Please copy out each line from the rows below that contains the word "white". Match the case: a line with the word in any other capitalization doesn't count.

▬▬▬▬▬▬

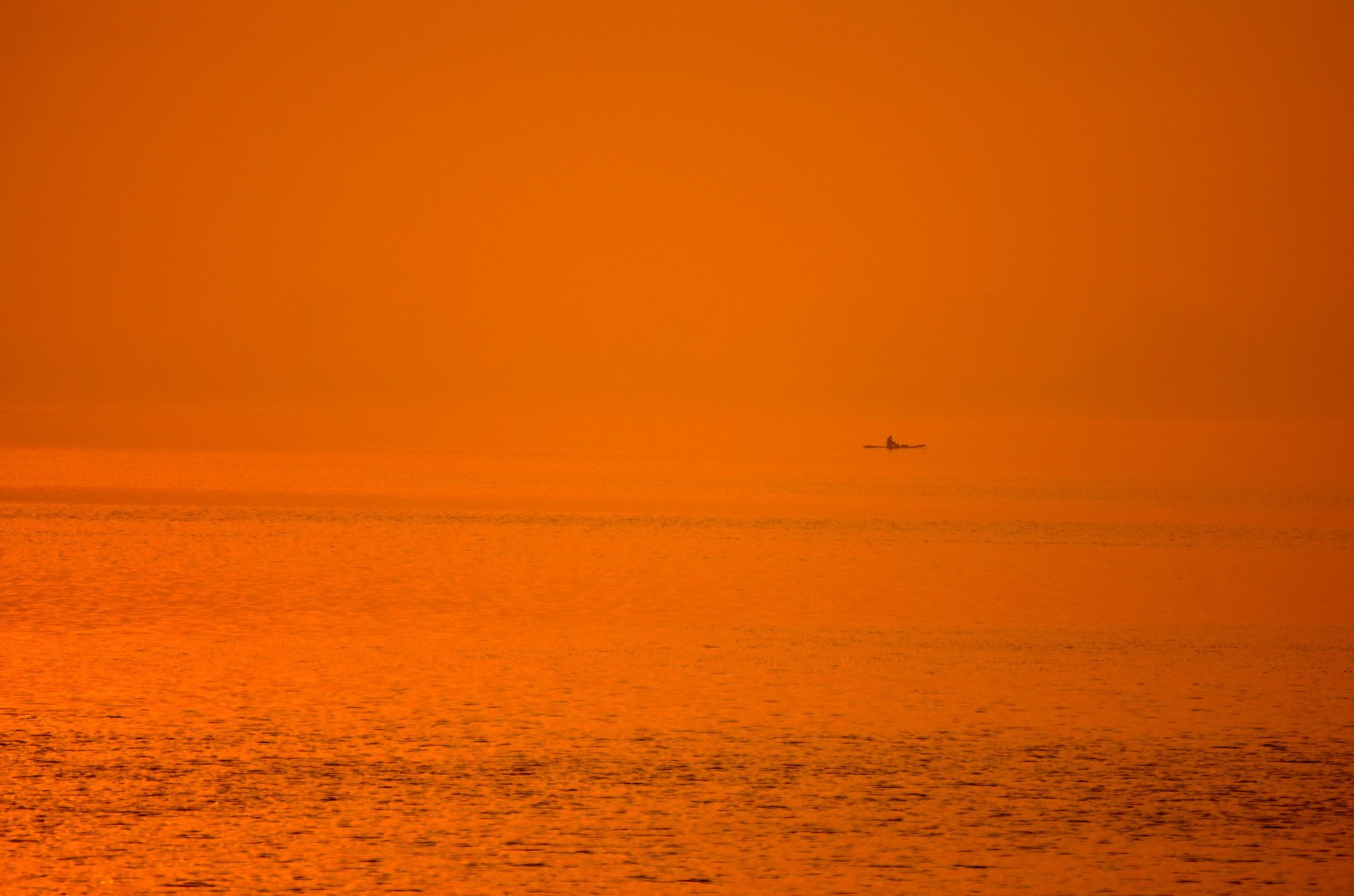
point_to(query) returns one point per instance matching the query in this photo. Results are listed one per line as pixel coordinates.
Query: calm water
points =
(822, 672)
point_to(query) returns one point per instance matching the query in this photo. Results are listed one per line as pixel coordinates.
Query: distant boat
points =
(893, 446)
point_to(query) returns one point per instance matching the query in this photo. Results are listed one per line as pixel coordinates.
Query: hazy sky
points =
(1101, 209)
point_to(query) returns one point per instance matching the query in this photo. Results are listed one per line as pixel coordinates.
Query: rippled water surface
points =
(783, 673)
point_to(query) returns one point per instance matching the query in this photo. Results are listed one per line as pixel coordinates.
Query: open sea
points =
(1093, 665)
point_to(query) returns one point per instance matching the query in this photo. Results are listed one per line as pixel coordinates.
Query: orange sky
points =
(946, 209)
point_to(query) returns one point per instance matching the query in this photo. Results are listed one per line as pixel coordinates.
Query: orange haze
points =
(936, 209)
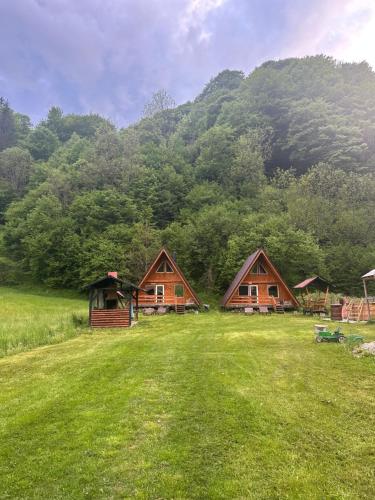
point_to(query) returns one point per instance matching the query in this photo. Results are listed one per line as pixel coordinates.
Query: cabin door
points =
(253, 292)
(159, 294)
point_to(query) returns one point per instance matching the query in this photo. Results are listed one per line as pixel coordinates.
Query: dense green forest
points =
(282, 158)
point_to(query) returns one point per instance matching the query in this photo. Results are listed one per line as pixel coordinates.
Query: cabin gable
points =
(165, 284)
(258, 283)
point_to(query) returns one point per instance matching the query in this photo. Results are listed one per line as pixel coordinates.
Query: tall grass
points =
(36, 317)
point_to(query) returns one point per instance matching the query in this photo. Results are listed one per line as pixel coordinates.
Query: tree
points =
(246, 175)
(160, 101)
(42, 142)
(215, 154)
(7, 125)
(15, 169)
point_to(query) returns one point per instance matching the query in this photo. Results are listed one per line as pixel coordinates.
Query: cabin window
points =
(246, 290)
(273, 291)
(258, 269)
(164, 267)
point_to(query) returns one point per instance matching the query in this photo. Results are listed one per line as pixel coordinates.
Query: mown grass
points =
(196, 406)
(37, 317)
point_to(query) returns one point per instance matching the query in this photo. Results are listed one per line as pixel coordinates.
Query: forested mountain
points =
(282, 158)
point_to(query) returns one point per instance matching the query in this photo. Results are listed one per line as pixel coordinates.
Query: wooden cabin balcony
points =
(110, 318)
(240, 301)
(251, 301)
(167, 300)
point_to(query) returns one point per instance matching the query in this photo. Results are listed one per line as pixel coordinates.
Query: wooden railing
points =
(110, 318)
(260, 301)
(161, 299)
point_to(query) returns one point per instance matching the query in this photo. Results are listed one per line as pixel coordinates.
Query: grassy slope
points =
(37, 317)
(208, 406)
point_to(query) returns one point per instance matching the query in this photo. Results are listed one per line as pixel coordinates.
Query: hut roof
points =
(175, 267)
(247, 265)
(239, 276)
(315, 282)
(111, 280)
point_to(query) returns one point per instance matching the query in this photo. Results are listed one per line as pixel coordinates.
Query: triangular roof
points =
(247, 265)
(110, 280)
(175, 267)
(315, 281)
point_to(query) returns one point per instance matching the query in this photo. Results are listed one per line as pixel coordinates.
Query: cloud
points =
(110, 56)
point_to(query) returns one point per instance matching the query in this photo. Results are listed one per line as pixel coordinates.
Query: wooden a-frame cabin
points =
(166, 286)
(258, 284)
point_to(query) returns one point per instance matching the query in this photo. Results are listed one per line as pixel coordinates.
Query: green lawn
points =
(37, 317)
(196, 406)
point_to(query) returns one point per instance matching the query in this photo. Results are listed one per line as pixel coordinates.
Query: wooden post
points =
(90, 305)
(366, 298)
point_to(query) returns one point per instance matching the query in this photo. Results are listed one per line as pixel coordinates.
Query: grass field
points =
(37, 317)
(196, 406)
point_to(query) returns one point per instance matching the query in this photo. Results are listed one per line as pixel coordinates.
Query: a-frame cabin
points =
(258, 284)
(166, 286)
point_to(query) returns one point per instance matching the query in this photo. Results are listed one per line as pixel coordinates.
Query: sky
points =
(110, 56)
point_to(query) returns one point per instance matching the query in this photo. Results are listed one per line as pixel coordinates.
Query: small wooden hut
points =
(113, 302)
(165, 287)
(370, 300)
(314, 295)
(258, 285)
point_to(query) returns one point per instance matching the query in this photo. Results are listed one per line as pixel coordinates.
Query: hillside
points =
(281, 158)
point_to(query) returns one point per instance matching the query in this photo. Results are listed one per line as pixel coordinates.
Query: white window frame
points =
(164, 264)
(278, 291)
(249, 294)
(156, 292)
(257, 273)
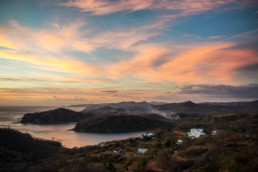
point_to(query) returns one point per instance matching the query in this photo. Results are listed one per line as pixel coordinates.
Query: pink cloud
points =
(102, 7)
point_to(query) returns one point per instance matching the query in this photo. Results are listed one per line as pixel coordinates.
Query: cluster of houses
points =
(174, 117)
(193, 133)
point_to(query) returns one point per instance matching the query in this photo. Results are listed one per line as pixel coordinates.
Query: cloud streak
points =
(103, 7)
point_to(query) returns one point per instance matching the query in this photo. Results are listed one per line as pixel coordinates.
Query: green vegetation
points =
(233, 148)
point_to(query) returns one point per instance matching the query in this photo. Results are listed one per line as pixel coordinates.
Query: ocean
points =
(11, 115)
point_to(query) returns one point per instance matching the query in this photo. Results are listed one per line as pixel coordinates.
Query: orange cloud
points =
(102, 7)
(211, 63)
(56, 64)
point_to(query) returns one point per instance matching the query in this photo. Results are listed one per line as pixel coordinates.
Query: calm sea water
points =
(10, 117)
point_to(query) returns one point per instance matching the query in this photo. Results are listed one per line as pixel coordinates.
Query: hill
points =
(18, 150)
(208, 108)
(122, 122)
(55, 116)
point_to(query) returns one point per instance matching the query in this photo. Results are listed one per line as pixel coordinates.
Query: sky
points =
(62, 52)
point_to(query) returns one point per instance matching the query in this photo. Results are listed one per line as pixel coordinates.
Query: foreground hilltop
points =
(234, 147)
(190, 107)
(19, 150)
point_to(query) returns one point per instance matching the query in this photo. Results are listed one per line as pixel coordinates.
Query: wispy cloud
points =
(102, 7)
(243, 91)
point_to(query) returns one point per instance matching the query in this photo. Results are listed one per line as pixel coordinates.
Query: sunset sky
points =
(55, 52)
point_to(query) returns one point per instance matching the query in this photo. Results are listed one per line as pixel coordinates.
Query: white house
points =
(196, 132)
(214, 132)
(148, 135)
(142, 151)
(102, 144)
(119, 152)
(179, 142)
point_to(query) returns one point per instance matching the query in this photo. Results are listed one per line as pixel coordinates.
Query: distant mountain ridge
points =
(60, 115)
(122, 123)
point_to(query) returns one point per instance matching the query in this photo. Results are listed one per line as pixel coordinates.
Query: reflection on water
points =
(9, 117)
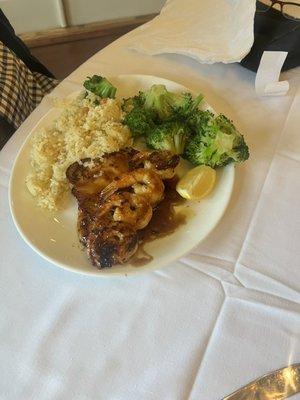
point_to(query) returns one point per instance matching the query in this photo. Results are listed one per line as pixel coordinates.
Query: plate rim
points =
(98, 272)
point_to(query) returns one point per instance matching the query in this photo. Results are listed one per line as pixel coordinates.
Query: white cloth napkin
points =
(189, 331)
(207, 30)
(267, 77)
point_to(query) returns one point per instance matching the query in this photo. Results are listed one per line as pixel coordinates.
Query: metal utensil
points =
(277, 385)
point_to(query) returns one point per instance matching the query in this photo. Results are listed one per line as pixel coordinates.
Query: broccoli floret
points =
(131, 102)
(170, 136)
(139, 121)
(166, 105)
(216, 142)
(100, 86)
(157, 101)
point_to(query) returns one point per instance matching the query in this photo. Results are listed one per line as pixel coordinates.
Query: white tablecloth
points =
(198, 329)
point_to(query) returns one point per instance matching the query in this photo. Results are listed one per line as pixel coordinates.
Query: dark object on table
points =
(24, 81)
(274, 32)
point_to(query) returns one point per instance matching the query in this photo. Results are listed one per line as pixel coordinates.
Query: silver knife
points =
(277, 385)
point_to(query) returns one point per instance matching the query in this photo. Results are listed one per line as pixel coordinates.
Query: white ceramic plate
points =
(54, 237)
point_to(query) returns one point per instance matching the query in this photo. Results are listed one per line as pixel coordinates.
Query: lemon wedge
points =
(197, 183)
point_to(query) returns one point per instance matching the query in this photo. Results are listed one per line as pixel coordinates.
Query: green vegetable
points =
(166, 105)
(135, 101)
(139, 121)
(170, 136)
(100, 86)
(215, 142)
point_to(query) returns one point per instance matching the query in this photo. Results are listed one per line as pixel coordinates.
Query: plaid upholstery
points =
(21, 90)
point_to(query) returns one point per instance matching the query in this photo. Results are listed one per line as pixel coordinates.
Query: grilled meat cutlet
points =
(116, 195)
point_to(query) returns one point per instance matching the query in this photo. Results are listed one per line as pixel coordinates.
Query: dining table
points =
(200, 328)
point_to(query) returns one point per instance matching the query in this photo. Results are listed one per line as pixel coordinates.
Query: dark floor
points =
(61, 59)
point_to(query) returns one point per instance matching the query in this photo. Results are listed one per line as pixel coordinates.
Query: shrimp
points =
(129, 208)
(143, 182)
(89, 177)
(162, 162)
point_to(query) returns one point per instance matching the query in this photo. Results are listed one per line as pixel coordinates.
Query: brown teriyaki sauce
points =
(164, 222)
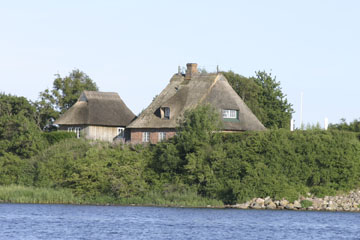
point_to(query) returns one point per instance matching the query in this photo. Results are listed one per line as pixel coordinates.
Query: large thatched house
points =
(185, 91)
(98, 116)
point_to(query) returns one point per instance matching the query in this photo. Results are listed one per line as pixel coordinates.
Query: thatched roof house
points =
(185, 91)
(97, 115)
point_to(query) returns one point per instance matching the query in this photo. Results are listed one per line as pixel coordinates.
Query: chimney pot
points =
(191, 69)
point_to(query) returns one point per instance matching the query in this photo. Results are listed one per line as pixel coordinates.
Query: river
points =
(35, 221)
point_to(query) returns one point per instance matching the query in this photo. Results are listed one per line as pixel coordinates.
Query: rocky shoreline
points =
(345, 202)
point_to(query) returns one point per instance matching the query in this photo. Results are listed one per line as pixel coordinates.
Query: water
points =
(27, 221)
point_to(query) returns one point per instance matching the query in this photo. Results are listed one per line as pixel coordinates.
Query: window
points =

▬▬▬▬▬▬

» **Problem solution**:
Query: white window frame
Query: white house
Query: white cloth napkin
Query: white tablecloth
Query: white ceramic plate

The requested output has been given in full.